§ **DIRECTIONS FOR THIS TASK**: Write out all of the data again, precisely as it appears.
(DATASET RECORDS)
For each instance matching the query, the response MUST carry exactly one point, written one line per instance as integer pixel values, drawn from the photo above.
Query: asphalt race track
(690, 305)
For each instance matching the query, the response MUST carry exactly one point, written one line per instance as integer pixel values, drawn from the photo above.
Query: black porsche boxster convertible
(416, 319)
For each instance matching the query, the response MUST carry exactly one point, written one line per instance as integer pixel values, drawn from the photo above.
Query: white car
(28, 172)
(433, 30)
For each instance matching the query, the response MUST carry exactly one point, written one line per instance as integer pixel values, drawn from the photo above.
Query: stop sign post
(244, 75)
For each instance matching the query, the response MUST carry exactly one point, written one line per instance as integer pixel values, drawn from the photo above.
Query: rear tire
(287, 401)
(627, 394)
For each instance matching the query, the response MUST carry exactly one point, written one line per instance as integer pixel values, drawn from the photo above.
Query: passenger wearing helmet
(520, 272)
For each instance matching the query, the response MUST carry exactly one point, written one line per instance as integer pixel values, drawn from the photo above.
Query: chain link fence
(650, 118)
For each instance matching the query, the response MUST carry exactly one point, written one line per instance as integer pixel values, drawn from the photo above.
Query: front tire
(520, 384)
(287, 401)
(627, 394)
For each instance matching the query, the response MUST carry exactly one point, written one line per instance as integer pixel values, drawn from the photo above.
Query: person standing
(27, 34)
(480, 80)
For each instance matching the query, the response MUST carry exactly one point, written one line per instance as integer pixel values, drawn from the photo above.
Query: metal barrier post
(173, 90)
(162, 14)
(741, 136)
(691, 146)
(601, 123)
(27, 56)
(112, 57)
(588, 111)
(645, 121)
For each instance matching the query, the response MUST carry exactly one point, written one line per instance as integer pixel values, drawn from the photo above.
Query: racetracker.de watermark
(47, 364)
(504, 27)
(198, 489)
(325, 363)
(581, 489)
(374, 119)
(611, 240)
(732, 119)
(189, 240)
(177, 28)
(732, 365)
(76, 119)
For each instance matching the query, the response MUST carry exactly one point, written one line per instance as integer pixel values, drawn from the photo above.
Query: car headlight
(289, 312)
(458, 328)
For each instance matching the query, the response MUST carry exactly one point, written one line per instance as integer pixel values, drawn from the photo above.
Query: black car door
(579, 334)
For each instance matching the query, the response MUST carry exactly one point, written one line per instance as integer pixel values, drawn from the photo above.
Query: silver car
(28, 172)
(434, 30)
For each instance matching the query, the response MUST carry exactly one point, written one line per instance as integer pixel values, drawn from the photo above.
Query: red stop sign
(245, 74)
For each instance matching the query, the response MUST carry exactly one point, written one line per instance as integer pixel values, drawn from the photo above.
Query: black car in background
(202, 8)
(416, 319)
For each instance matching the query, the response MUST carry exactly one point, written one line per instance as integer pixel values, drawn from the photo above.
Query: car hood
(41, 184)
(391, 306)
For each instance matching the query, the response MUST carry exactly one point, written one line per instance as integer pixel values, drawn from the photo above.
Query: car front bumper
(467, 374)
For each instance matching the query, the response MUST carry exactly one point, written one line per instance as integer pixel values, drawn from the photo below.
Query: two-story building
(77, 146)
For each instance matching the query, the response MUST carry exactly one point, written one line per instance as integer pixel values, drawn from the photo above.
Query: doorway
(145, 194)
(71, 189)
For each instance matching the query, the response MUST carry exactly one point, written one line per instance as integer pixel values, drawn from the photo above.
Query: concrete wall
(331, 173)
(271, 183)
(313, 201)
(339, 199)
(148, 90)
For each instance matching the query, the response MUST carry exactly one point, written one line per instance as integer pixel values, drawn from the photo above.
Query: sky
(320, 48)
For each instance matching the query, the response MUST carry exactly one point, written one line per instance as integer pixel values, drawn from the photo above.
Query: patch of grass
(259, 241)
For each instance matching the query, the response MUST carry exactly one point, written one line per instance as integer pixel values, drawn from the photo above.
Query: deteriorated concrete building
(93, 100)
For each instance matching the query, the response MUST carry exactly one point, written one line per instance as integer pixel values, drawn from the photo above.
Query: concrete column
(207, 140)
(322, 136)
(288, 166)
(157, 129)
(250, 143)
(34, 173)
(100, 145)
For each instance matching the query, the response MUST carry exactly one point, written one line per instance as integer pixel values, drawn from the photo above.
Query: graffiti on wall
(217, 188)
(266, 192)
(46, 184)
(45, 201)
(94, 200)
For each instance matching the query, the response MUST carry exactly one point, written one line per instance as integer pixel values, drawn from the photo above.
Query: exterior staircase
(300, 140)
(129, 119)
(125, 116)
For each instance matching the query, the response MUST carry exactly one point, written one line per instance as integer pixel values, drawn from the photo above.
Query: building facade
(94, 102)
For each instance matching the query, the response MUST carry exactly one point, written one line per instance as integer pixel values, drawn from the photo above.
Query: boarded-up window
(End DATASET RECORDS)
§ **RESULT OF THE TASK**:
For each instance matching the query, the response MUST carry exactly one point, written one line per instance as integer pixel values, drawn from the photo above.
Query: asphalt race track
(690, 305)
For each instance matching the query, the response MUST carry exactly one point, written one line per instance as integer pixel values, drawn from the photo above.
Query: black porsche boxster convertible
(416, 319)
For each instance matching the query, the response MUST carry exactly one point, written one line per instance as integer pixel values, drawn from the photo above.
Query: white car
(28, 172)
(433, 30)
For each instance matching the query, the response MUST carry exactly one point, written one line per instance as integer pixel values, drawn from the photo above.
Query: stop sign post
(244, 75)
For each instance matching the query, the response MUST carry exactly one point, written one line per instance as integer pixel values, drawn from the photo above.
Query: rear tire
(287, 401)
(627, 394)
For each instance matching the query, the response MUST carry exactly one point, written one line per instance as integer pixel values, drawn from the photo above.
Query: passenger wearing helmet
(520, 272)
For each instance matching the query, the response MUST carry exactly one point, written one line per instance as integer pixel values, drawn from the photo above.
Query: chain link fence
(650, 118)
For each instance matching the query, the response MUST carry exactly one point, written one line per instance as integer pixel values, drawn from the photo above.
Query: front tire
(520, 384)
(287, 401)
(627, 394)
For each instance matching the query, the response MUST carry exactly one point, written one line per instance as integer pixel values, drawn from the photo above.
Query: person standing
(27, 34)
(480, 80)
For each instance matching the query, the response MUST carry exactly one point, written one line per instance as integer pixel values, drawn from the photo above.
Query: metal barrier post
(173, 90)
(162, 14)
(741, 136)
(691, 146)
(601, 123)
(27, 56)
(112, 57)
(588, 111)
(645, 121)
For each instance matching the query, the response MUST carry exactly one point, written one line per instance as integer pixel values, drawn from the photo above.
Query: racetracker.de watermark
(47, 364)
(504, 27)
(198, 489)
(325, 363)
(581, 489)
(374, 119)
(611, 240)
(732, 119)
(189, 240)
(177, 28)
(732, 365)
(76, 119)
For each instance matching the query, the response MUST carry exactly one point, written one line per instance as integer pixel values, drawn from the photo above.
Query: car headlight
(289, 312)
(458, 328)
For each instance matching the query, the response MUST carry exactly one point, written one line per instance as integer pixel values, drawn from the photo above.
Query: black car door
(579, 334)
For each instance matching the query, the response MUST carry exactly one point, written one line per instance as integer pixel values, drawn from the photo above.
Query: silver car
(28, 172)
(434, 30)
For each instance matching the query, the response MUST carry exactly one point, written one line per instance as integer pixel values, drawn from the photo above.
Query: red stop sign
(245, 74)
For each instance matching the query, the response MUST carry exactly one point, written one line per instance as integer pixel values, drawn from the photo above.
Query: black car in background
(202, 8)
(416, 319)
For each instance matching the query, the response MUST carry exactly one point, written one line per instance as integer pixel values, drawn from the photo above.
Query: car hood
(41, 184)
(391, 306)
For each instance matching the query, the response MUST carry exactly one point, written one line per instance as integer pixel values, drawn from the photo above.
Query: car front bumper
(467, 374)
For each instance matching the query, the response MUST carry exactly one point, written one line per instance as integer pixel values, drawn from the photo below.
Query: two-story building
(77, 146)
For each instance matching the query, the response MUST carry exactly one point, written one line per instance as integer pixel values, drawn from the photo above.
Query: doorway
(145, 194)
(71, 189)
For each instance matching the query, the response MUST carry exactly one point, written one line per instance as integer pixel values, drawn from the photo above.
Query: concrete wall
(331, 173)
(271, 183)
(313, 201)
(339, 199)
(148, 90)
For each instance matching the query, the response MUST carry exactly one point, written one line per instance as integer pixel values, drawn from the photo above.
Query: sky
(320, 48)
For each instance matching the query, the response MUST carry exactly one point, written one line per instance as integer pixel values, drawn from the photo above.
Query: patch of grass
(259, 241)
For each instance matching the query, the response MUST carry exactly one point, written one line per instance as integer pixel values, drawn from the photo above.
Query: deteriorated concrete building
(93, 100)
For each instance matching the query, the response MUST carry exactly one point, written one line per instance as integer pixel values, drawn from the photo above.
Query: concrete column
(207, 140)
(322, 136)
(288, 166)
(157, 129)
(250, 143)
(34, 173)
(100, 145)
For each instance matching the query, the response MUST carry exactly one point, written one line per instance as integer pixel values, drawn from the photo above.
Query: graffiti on wall
(217, 188)
(266, 192)
(46, 184)
(45, 201)
(94, 200)
For each instance matching the query, the response MUST carry exactly one point, written one line per instance as integer pixel values, drawn from the photo above.
Query: exterior staircase
(300, 140)
(129, 119)
(125, 116)
For each instance matching the query, the response MUST carry exactly one point, written one line per instance as integer pixel values, drawn from the photo above.
Query: building facade
(94, 102)
For each instance matching the query, the response MUST carry exactly one point, written one line per instance as integer pixel values, drawn from the photo above.
Query: boarded-up window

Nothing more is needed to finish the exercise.